[Goal]: Pictures stay out of the copy; restate everything else in the material exactly.

[Recorded information]:
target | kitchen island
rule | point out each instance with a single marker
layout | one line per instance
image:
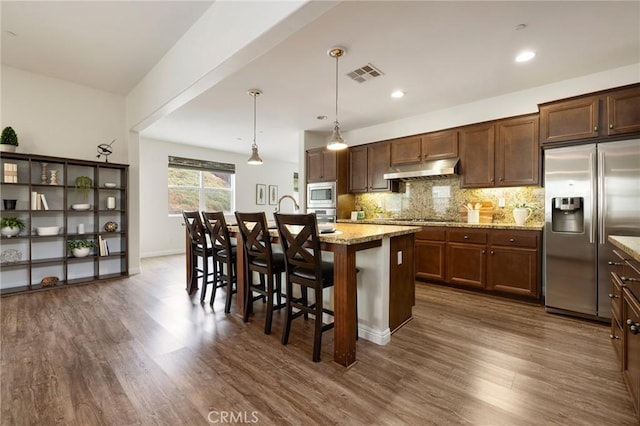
(379, 279)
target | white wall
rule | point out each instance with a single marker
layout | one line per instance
(161, 234)
(62, 119)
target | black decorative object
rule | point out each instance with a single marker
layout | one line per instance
(106, 150)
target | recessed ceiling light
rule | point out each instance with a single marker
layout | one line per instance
(525, 56)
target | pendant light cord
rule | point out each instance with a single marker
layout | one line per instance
(337, 56)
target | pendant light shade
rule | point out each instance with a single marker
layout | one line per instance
(336, 142)
(255, 157)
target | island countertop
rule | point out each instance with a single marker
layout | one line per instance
(391, 221)
(629, 245)
(351, 233)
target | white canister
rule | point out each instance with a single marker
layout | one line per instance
(473, 216)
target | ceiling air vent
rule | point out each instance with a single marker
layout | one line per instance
(365, 73)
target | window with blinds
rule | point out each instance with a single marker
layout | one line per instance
(200, 185)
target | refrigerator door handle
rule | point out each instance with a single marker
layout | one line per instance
(602, 202)
(592, 190)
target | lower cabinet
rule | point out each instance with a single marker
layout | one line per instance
(506, 261)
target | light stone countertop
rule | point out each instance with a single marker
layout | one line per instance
(351, 233)
(629, 245)
(525, 227)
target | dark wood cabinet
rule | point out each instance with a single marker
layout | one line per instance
(425, 147)
(631, 366)
(401, 281)
(500, 260)
(477, 156)
(517, 161)
(466, 257)
(513, 263)
(570, 120)
(623, 111)
(322, 165)
(439, 145)
(430, 253)
(367, 166)
(406, 151)
(598, 115)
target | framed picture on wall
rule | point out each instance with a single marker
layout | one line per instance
(273, 194)
(261, 193)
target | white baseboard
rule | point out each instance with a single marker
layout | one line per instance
(379, 337)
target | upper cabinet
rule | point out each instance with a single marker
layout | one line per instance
(322, 165)
(429, 146)
(500, 153)
(610, 113)
(367, 165)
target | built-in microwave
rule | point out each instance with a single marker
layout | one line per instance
(321, 194)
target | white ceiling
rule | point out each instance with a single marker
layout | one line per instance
(441, 53)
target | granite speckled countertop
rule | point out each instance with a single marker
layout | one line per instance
(351, 233)
(526, 227)
(629, 245)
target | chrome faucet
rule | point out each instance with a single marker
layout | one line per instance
(289, 197)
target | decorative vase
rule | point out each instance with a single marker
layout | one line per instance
(520, 215)
(10, 232)
(81, 252)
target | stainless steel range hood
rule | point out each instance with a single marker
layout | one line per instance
(428, 169)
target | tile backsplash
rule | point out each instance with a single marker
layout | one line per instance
(442, 198)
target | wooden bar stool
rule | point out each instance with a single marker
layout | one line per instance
(304, 268)
(260, 258)
(200, 249)
(224, 253)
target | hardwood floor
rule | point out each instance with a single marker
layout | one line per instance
(141, 351)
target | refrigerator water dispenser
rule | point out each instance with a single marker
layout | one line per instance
(567, 214)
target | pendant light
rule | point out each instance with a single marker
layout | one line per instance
(255, 157)
(336, 142)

[Task solution]:
target | kitchen island
rule | point out each instance with a single marker
layout | one line per instance
image:
(379, 279)
target | white wall
rule | point out each instance with a single marker
layout | one line per instance
(161, 234)
(62, 119)
target | black decorative object
rule | point out each instance with a single marker
layout | one line per instance
(106, 150)
target | recessed ceiling light
rule | point out each instance with a single marker
layout | one line per instance
(525, 56)
target | pendant light cord
rule | point out each instance with a single marker
layout | one line per instance
(337, 56)
target | pendant light shade
rule | point out each instance with a single marker
layout | one line per instance
(336, 142)
(255, 157)
target | island countertop
rule | point out each instance with a single marker
layout | one line per instance
(391, 221)
(629, 245)
(351, 233)
target | white canister
rule | point out each instance with a single marker
layout | one line per instance
(473, 216)
target | ceiling air vent
rule | point out each instance with a single marker
layout | one line per instance
(365, 73)
target | window with blinds
rule | point out each instance with a single marker
layout | one line per instance
(200, 185)
target | refrigerator door handle
rule | point out each instance with a single marker
layout | one line per instance
(602, 202)
(592, 190)
target | lower cabinet
rule | point out each instance with a single marker
layout | one line per instance
(506, 261)
target | light stone countertop
rule | point out each instance with a single marker
layout | one line per instance
(351, 233)
(629, 245)
(525, 227)
target | dark wood cabinet
rule | point out each instance with a single marker
layout | one line per instance
(425, 147)
(631, 366)
(401, 281)
(500, 260)
(477, 156)
(517, 161)
(466, 257)
(513, 263)
(570, 120)
(623, 111)
(322, 165)
(439, 145)
(430, 253)
(367, 166)
(406, 151)
(598, 115)
target | framed picture on wall
rule | point out each instance with a single marker
layout | one line per instance
(273, 194)
(261, 193)
target | white baseboard
rule | point out each instance with a single marker
layout | one line per instance
(379, 337)
target | upper cabinet
rule | point out each instance with a single marker
layout | one line per instance
(322, 165)
(429, 146)
(500, 153)
(610, 113)
(367, 165)
target | built-in microwave
rule | point out each instance with a single marker
layout | one line per instance
(321, 194)
target | white ceiling
rule | point out each instance with a single marker
layout | one line per instance
(441, 53)
target | granite speckled countertop
rule | point out each instance with a single marker
layout | one line per instance
(351, 233)
(526, 227)
(629, 245)
target | chrome faucet
rule | point out each instance with a single marker
layout | one line per instance
(289, 197)
target | decorative vase
rule | point out each instance with a single marker
layout | one line per instance
(520, 215)
(10, 232)
(81, 252)
target | stainless steel range hood
rule | point out each instance with a single marker
layout | one line per instance
(428, 169)
target | tile backsplash
rule | point out each instance with a single marker
layout | one line per instance
(442, 198)
target | wooden bar stool
rule | point out each instance with a single marker
layout | one line per instance
(304, 268)
(260, 258)
(200, 249)
(224, 253)
target | hardwood floor
rule | point out each instance with a single marker
layout | one line per instance
(141, 351)
target | refrigerator water dispenser
rule | point out each instance with a single marker
layout | one line per instance
(567, 214)
target | pendant light
rule | point out each instance with a single marker
layout | one line per instance
(255, 157)
(336, 142)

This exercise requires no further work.